SUPPLIED MATERIAL:
►
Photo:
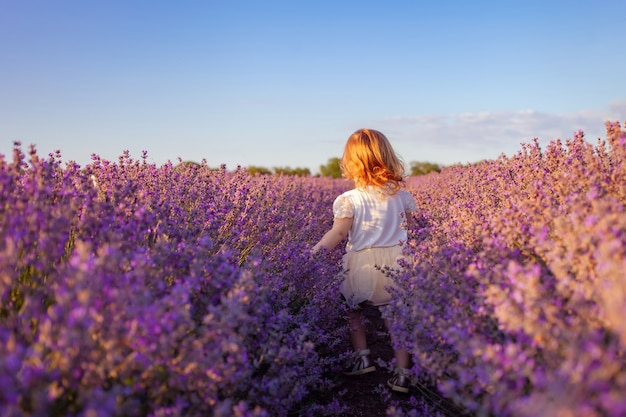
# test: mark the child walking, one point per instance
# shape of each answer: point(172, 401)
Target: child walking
point(375, 216)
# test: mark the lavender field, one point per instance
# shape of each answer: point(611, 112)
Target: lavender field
point(133, 289)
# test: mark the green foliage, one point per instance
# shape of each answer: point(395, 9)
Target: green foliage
point(331, 169)
point(258, 170)
point(298, 172)
point(423, 168)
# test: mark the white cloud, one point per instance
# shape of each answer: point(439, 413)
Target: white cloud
point(469, 137)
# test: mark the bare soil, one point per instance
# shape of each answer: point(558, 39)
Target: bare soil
point(368, 395)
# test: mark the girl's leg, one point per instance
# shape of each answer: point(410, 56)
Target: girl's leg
point(400, 380)
point(402, 356)
point(357, 330)
point(363, 363)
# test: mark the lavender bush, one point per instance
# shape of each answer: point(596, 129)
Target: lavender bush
point(513, 298)
point(132, 289)
point(129, 289)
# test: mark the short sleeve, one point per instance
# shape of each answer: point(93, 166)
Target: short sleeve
point(409, 202)
point(342, 208)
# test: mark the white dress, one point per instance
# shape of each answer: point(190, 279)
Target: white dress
point(375, 241)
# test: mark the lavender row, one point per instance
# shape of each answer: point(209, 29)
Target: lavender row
point(131, 289)
point(513, 297)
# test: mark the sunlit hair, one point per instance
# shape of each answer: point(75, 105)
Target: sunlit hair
point(369, 159)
◄
WRITTEN PROBLEM: Rewrite every line of the records between the lines holding "# test: mark the white cloud, one" and "point(129, 289)", inclusive. Multiply each coordinate in the answer points by 2.4 and round it to a whole number, with halves rounded up. Keep the "shape of each answer" lines and all other text unchanged.

WRITTEN ANSWER:
# test: mark the white cloud, one point per instance
# shape of each answer: point(439, 413)
Target: white cloud
point(1126, 329)
# test: mark the bare soil, one point per instance
# shape of each answer: point(558, 39)
Target: bare soil
point(883, 948)
# test: mark the girl's leg, one point per instance
# shape of each answer: point(410, 56)
Target: girl's leg
point(960, 912)
point(965, 854)
point(857, 792)
point(871, 871)
# test: mark the lavender bush, one point per instance
# shape of each answer: point(596, 129)
Target: lavender bush
point(1231, 715)
point(317, 694)
point(310, 694)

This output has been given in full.